▶ _TASK_:
The response should contain only those lines of the entries below that include the string "shirt".

(Natural language region descriptions)
+===+
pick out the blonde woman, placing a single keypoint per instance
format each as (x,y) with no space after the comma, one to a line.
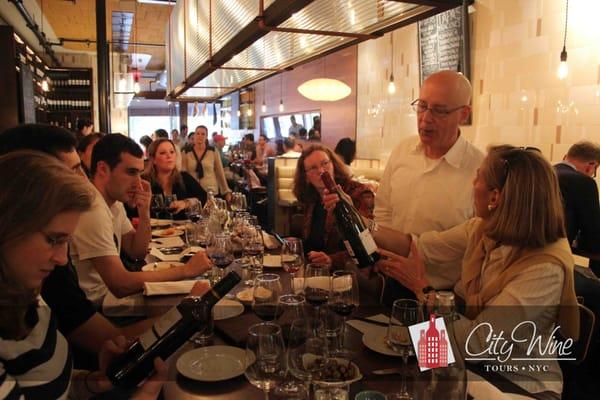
(40,204)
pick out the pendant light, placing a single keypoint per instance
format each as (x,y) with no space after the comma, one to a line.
(391,84)
(563,68)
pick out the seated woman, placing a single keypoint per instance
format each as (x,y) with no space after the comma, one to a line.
(35,228)
(204,163)
(514,268)
(322,240)
(165,179)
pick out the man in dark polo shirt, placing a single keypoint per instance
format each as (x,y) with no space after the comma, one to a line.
(77,317)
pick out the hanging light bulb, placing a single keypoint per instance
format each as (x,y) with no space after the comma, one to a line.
(563,67)
(391,85)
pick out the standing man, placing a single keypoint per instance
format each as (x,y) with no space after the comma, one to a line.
(101,233)
(427,183)
(580,195)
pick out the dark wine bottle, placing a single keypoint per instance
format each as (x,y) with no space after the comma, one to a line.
(357,237)
(167,335)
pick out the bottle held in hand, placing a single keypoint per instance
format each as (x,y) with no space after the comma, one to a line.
(357,237)
(167,335)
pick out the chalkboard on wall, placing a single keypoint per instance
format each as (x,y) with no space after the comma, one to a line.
(442,43)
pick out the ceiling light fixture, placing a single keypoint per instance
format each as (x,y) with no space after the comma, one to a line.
(324,89)
(563,68)
(391,84)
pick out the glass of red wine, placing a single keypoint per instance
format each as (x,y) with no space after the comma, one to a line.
(292,257)
(343,299)
(317,285)
(219,251)
(265,297)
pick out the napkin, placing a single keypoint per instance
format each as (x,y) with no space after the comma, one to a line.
(128,306)
(172,287)
(166,242)
(270,241)
(167,257)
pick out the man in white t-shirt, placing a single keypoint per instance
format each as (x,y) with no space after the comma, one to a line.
(427,182)
(102,232)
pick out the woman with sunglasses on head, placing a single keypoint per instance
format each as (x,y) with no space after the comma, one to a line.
(37,217)
(322,240)
(166,179)
(512,263)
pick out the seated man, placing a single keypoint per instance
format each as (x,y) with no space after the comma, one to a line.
(101,233)
(580,195)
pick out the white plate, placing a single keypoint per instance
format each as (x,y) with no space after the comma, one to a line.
(160,266)
(212,363)
(377,343)
(160,222)
(271,261)
(169,232)
(226,309)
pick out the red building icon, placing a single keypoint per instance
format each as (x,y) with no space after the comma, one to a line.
(433,346)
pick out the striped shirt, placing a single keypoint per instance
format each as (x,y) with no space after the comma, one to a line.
(38,366)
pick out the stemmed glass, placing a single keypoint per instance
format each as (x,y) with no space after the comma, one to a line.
(307,349)
(317,285)
(405,312)
(343,299)
(253,251)
(265,357)
(265,296)
(292,257)
(219,251)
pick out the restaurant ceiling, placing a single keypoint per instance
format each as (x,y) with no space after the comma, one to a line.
(216,47)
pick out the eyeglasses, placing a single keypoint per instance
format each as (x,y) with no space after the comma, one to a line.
(57,241)
(439,112)
(316,168)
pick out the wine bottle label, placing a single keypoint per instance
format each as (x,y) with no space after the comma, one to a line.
(349,249)
(367,240)
(160,328)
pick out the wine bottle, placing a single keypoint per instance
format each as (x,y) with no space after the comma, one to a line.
(167,335)
(357,237)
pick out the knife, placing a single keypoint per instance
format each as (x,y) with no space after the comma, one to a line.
(387,371)
(370,321)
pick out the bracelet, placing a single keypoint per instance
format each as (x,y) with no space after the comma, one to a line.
(86,383)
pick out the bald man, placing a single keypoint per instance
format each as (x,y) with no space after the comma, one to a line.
(427,182)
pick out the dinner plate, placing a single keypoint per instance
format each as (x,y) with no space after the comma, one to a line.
(226,309)
(169,232)
(212,363)
(377,343)
(160,266)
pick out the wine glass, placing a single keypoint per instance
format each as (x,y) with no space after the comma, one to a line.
(265,357)
(292,256)
(343,299)
(317,285)
(307,349)
(157,205)
(267,289)
(253,251)
(220,253)
(405,312)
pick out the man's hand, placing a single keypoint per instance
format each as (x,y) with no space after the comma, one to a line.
(409,271)
(198,264)
(141,199)
(319,257)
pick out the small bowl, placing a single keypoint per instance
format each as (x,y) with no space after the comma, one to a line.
(370,395)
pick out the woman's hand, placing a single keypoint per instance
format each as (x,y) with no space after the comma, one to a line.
(98,381)
(319,257)
(197,265)
(409,271)
(178,205)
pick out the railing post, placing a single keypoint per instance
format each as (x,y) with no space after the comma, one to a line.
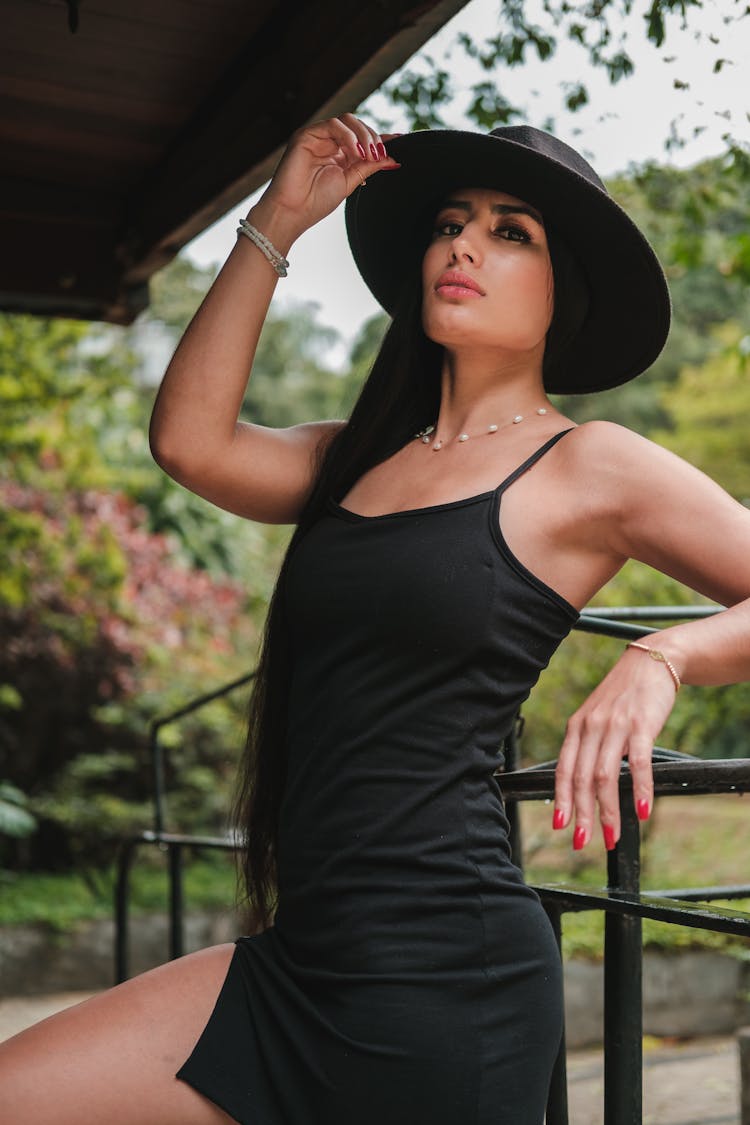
+===+
▶ _EXERCISE OUTPUT_:
pick out the man in dark polo shirt, placing a single keypoint per instance
pick out the man in white t-shirt, placing a single keypoint per instance
pick out the striped shirt, placing a single keypoint per instance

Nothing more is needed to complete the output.